*SUPPLIED TEXT:*
------------

Although I had majored in English while at UNH, I also took many art classes, focusing primarily on sculpture. These sculpture classes were taught by a brilliant guy named James Charleton, a native New Zealander on some sort of temporary loan to the university. James fostered my artistic efforts and encouraged me to apply to the MFA program at RISD, where I was accepted without an undergraduate art degree based solely on the merit of my portfolio (which was pretty cool, given that it doesn't happen very often).

It was also James who had earlier suggested that I apply to the newly inaugurated Undergraduate Research Opportunities Program during my senior year at UNH, and upon being awarded a grant I was invited, along with the other recipients, to pose for the cover of the Alumni Magazine. We were each encouraged to bring tools and props related to our proposed research to the photo shoot. Given that my work was in the field of mixed media large-scale installations, I had no tools per se, so I showed up with a chainsaw, which I thought would seem pretty butch and might end up impressing any attractive girls who happened to be there. But in the end I felt like kind of a dork because I had never actually used a chainsaw before and I was worried that someone might ask me to demonstrate my prowess with the thing on camera. Still, it was the money from that grant that funded the work that eventually got me into RISD—I bought plaster, paint, old furniture, mannequin parts, lighting equipment, even a dilapidated rowboat. The sad thing is that sometime after I went to grad school James's contract with UNH ran out and he was forced to return to New Zealand.

Steve Wall '88
Steve Wall on the beach.

Jump forward to the conclusion of my MFA two years later and I was now ready to begin my career as a Starving Artist. My plan was to apply my English degree from UNH to my work as a fiction writer, while simultaneously using all available kitchen floor space to expand upon the sculpture work I had been doing at RISD. This plan also involved the consumption of massive amounts frozen tater tots, cheap beer and instant coffee, as well as a series of requisite low-paying, menial day jobs to support my art habit—chief among these being a stint as the manager of an infamous Portsmouth coffeehouse called the Elvis Room (which eventually closed down after one of the owners was stabbed by a customer) and almost 10 years as a stagehand at the Portsmouth Music Hall (where a friend once told me that I could make "literally hundreds of dollars with a career in theater").

All told, this period of my life lasted more than 15 years. There were many short stories written, and some even published. I showed and, on occasion, sold my artwork. I even had a few spoken work gigs in front of a live jazz band that resulted in my inclusion on a CD: Beat Nights at the Electric Cave. I loved every minute of it, even if I couldn't afford a car or proper furniture. But as middle age crept up on me I began to think about settling down, maybe even getting a dog. In 2004 I met a beautiful woman named Melissa, who, unlike any of my previous girlfriends, had a remarkable tolerance for my vertiginous mood swings and lack of long term goals, and we got married in Vermont (why Vermont? I honestly don't remember). In the spirit of adventure we sold all our possessions and moved to the Island of Hawaii to start a new life. Melissa is now days away from graduating from the University of Hawaii at Hilo with a degree in nursing, and I am currently the Lead Summit Optics Technician at the W.M. Keck Observatory, the most powerful optical telescopes in the world, located on top of Mauna Kea, a 14,000-foot mountain in the middle of the Pacific. I still have no idea how I ended up with this job, but Melissa and I own a house, we have a dog and two cats, and our garden is full of avocados, pineapples, papayas, bananas, citrus and ginger. I have also travelled to Belize, Honduras, Australia, England, Indonesia and this winter I hope to go to Thailand. Life is pretty good.

In closing, I would just like to say that about 11 years ago my father, who shared the same name as me, passed away, and through some confusion of postal notification the Alumni Magazine took his death to be my own and included me in the alumni obituary column. I hope the preceding history will clear that up. Aloha!

------------

*WORK INSTRUCTION A:* In the alumni note, condense the paragraph beginning "Jump forward to the conclusion of my MFA" into a bulleted list that keeps its main facts.
*WORK INSTRUCTION B:* Reproduce word for word the part of the alumni note that opens with the words containing "In closing, I" and closes with "that up. Aloha!".

*DATA SUPPLIED:*
------------

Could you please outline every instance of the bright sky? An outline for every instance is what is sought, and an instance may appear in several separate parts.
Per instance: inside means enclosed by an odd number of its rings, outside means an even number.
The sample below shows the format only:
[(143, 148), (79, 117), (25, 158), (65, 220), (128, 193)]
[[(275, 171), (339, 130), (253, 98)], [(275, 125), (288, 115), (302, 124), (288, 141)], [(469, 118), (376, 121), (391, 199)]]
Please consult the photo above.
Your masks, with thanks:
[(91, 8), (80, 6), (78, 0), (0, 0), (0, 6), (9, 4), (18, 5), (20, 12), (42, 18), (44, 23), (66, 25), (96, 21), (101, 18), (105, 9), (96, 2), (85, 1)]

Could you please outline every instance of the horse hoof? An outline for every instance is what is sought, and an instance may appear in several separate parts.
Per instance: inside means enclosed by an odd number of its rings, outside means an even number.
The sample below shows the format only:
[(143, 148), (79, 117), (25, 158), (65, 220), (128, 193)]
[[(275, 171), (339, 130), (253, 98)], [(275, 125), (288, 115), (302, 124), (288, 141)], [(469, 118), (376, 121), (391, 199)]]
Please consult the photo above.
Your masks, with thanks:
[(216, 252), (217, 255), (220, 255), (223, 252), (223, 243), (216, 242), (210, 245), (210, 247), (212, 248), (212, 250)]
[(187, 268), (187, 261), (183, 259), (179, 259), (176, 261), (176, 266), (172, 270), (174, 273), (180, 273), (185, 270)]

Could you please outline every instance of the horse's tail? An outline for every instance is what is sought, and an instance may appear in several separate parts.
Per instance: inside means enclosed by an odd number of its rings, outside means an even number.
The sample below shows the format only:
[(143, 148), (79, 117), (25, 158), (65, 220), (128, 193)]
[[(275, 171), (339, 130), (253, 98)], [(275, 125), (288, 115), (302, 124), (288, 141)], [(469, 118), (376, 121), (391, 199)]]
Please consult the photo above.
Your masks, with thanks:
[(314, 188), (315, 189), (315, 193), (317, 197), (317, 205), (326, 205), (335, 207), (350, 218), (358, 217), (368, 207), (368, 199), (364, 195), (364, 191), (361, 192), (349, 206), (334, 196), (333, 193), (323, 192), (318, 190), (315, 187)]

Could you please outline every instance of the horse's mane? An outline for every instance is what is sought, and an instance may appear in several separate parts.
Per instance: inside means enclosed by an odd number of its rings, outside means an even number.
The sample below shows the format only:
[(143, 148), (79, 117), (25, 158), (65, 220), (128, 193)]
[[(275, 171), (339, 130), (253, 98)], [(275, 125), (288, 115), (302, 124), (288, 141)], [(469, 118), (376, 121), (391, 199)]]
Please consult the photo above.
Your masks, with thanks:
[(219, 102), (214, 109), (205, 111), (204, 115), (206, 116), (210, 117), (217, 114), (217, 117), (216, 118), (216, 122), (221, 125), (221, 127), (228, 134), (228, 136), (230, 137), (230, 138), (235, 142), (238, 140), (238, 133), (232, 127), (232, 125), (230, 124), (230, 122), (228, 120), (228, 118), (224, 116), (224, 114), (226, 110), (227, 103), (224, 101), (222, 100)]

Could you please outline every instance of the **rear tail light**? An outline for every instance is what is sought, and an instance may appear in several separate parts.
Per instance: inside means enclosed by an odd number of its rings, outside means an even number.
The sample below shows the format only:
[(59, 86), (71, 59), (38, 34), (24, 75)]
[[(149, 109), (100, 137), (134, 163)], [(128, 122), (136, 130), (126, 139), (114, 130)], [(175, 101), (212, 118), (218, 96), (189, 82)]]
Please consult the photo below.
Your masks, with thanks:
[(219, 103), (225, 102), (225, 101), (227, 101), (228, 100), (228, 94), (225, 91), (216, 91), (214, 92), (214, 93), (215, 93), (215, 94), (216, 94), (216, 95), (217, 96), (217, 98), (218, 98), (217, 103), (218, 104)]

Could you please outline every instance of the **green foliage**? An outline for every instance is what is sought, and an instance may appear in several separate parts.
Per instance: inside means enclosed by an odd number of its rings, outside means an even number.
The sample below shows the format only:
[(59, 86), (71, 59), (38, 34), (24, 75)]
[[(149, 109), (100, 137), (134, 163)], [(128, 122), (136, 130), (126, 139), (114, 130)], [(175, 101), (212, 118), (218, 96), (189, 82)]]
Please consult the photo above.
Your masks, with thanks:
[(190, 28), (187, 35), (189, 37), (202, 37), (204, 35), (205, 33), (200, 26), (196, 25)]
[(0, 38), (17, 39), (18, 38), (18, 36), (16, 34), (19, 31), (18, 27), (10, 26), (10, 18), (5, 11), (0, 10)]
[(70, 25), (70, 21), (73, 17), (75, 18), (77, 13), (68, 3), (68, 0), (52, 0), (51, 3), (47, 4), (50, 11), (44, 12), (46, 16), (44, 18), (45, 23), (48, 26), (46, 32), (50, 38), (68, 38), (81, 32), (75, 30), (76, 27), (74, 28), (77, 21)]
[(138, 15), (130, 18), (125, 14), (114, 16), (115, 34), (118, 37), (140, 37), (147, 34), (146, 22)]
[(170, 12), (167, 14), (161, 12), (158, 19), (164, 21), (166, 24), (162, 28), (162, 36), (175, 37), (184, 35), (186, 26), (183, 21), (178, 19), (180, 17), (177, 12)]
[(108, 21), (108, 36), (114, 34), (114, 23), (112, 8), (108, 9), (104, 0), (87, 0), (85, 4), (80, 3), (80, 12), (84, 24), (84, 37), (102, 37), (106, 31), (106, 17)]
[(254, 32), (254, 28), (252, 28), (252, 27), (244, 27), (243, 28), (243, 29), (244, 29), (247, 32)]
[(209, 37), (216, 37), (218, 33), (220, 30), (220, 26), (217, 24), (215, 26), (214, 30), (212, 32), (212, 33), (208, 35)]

------------

*EXPECTED OUTPUT A:*
- After finishing my MFA two years later, I set out on a career as a Starving Artist.
- I planned to write fiction using my UNH English degree and to continue my RISD sculpture work on my kitchen floor.
- I lived on frozen tater tots, cheap beer and instant coffee.
- I supported my art with low-paying day jobs:
  - manager of the Elvis Room, a Portsmouth coffeehouse that later closed after a customer stabbed one of its owners
  - stagehand at the Portsmouth Music Hall for almost 10 years

*EXPECTED OUTPUT B:*
In closing, I would just like to say that about 11 years ago my father, who shared the same name as me, passed away, and through some confusion of postal notification the Alumni Magazine took his death to be my own and included me in the alumni obituary column. I hope the preceding history will clear that up. Aloha!